_WHAT TO WORK ON:_
For each statement below, say whether it agrees with the notes on efficient transformers, answering yes or no and quoting the deciding words from those notes. 1. The notes summarize around twelve transformer variants. 2. The figures and tables come from the original papers unless specified otherwise. 3. In the encoder-decoder mode, the decoder self attention may be non-causal.

_TEXT:_
Efficient Transformers
Published:
A survey on efficient transformers for long documents.
Dear Reader, There are around eighteen transformer variants summarized in this writeup. Kindly note that the figures and tables are directly taken from the original papers (sometimes their slides presented at conferences) unless specified otherwise. I have followed the survey paper below and the original papers to compile these notes. These are only to keep track of what I am reading, and no form of plagiarism is intended. I have tried my best to cite all resources, but in case I have forgotten something, please feel free to write to me at singh_shruti@iitgn.ac.in
Notes from:
- Efficient Transformers: A Survery by Tay et al. 2020
- Beyond Paragraphs: NLP for Long Sequences (NAACL 2021 Tutorial)
Outline of the writeup
Transformer Components:
- The input to a transformer model is a tensor of size $R^B$x$R^N$, where $B$ is the batch size and $N$ is the sequence length.
The input passes through an embedding layer, that converts tokens into $d$ dimensional embeddings, i.e. $R^B$x$R^N$x$R^D$. This new tensor is composed with Positional encodings, then passed through a multi-headed self-attention module. The input and output of the multi-headed self-attention module are connected by residual connectors and layer normalization layer (directly and using a skip connection as well). The multi-headed self-attention module is then passed through a two-layered feed forward network as well as the layer normalization. The output of the feed forward network as well is fed to the layer normalization.
Transformer Mode
The transformer can be used in three modes: 1. Encoder only (e.g. for classification): There is no restriction on the self attention to be causal, i.e. dependent solely on the past and present tokens. 2. Decoder only (e.g. for language modelling): 3. Encoder Decoder (e.g. for machine translation): Contain standard self attention modules in both the enc and decoder, and enc-dec cross-attention as well. The encoder and encoder-decoder cross-attention can be non-causal, but the decoder self attention must be causal.

Bounding-box records

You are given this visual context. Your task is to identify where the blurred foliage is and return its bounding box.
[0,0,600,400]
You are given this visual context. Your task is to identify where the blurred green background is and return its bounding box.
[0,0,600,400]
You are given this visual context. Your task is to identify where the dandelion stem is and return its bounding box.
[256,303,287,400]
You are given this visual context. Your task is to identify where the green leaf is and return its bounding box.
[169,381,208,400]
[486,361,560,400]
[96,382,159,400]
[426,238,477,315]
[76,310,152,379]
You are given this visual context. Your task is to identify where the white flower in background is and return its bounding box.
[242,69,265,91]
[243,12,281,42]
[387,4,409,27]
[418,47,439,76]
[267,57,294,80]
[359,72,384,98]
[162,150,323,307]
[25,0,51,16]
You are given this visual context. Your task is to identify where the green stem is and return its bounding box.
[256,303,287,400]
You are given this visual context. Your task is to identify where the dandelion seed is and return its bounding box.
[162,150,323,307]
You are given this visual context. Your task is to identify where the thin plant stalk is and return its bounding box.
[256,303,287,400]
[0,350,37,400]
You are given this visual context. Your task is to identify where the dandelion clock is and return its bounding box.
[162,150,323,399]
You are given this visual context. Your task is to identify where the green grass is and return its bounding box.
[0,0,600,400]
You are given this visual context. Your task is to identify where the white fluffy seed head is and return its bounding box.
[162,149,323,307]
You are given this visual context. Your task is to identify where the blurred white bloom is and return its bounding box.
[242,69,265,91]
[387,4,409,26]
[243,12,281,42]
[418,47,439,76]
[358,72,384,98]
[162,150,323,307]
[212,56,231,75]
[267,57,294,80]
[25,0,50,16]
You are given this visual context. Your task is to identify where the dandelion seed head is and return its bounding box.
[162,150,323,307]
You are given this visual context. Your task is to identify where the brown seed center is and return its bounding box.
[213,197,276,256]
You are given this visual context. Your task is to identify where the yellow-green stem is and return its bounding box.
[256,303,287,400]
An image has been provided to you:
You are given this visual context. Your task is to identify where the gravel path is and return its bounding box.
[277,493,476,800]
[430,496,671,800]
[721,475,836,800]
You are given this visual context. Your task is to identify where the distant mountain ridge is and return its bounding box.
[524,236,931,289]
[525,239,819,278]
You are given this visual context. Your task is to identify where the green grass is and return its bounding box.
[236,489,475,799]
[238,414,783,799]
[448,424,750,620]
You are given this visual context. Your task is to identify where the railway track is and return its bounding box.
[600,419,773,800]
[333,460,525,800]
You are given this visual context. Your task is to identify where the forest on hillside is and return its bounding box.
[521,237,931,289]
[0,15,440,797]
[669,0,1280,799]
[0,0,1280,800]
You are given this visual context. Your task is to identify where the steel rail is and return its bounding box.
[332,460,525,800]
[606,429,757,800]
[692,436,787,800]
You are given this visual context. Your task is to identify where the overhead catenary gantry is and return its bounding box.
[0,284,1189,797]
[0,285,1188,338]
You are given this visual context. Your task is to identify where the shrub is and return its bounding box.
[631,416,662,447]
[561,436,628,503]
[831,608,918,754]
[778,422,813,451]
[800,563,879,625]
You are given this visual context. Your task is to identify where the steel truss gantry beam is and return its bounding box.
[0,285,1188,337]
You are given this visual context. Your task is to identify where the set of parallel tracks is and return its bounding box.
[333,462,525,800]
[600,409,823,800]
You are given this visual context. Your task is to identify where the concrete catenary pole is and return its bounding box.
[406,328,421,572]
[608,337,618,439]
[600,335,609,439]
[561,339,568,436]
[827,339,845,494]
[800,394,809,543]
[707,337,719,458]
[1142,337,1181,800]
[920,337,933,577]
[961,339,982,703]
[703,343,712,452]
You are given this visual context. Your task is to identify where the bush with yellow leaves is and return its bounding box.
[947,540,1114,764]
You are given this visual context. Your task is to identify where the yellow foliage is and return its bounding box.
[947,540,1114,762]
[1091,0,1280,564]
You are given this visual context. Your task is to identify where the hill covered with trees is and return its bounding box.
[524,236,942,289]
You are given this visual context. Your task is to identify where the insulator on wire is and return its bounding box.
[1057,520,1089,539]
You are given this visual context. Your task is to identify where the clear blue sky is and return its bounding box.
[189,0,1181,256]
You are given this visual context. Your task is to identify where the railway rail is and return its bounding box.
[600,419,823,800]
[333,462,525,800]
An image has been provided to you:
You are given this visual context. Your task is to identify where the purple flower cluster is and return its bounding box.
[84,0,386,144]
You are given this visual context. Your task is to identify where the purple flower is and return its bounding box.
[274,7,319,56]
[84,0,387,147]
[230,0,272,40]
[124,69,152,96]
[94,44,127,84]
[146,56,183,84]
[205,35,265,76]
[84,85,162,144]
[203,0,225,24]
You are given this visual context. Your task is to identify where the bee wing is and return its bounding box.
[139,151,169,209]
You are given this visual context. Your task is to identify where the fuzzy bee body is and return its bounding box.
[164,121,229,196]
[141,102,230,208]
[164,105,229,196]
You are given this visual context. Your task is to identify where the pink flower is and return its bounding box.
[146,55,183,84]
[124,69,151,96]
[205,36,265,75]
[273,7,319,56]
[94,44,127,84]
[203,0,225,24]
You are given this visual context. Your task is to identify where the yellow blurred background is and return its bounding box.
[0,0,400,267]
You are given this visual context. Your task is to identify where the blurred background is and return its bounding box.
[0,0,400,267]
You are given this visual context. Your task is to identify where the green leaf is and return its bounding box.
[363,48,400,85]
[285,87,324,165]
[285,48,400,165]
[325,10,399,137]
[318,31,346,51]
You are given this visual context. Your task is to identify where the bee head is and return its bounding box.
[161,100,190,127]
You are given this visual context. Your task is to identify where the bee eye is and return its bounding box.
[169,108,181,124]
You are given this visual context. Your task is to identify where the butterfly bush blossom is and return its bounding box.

_RESPONSE TO THIS EXERCISE:_
1. No: "There are around eighteen transformer variants summarized in this writeup."
2. Yes: "the figures and tables are directly taken from the original papers (sometimes their slides presented at conferences) unless specified otherwise"
3. No: "the decoder self attention must be causal"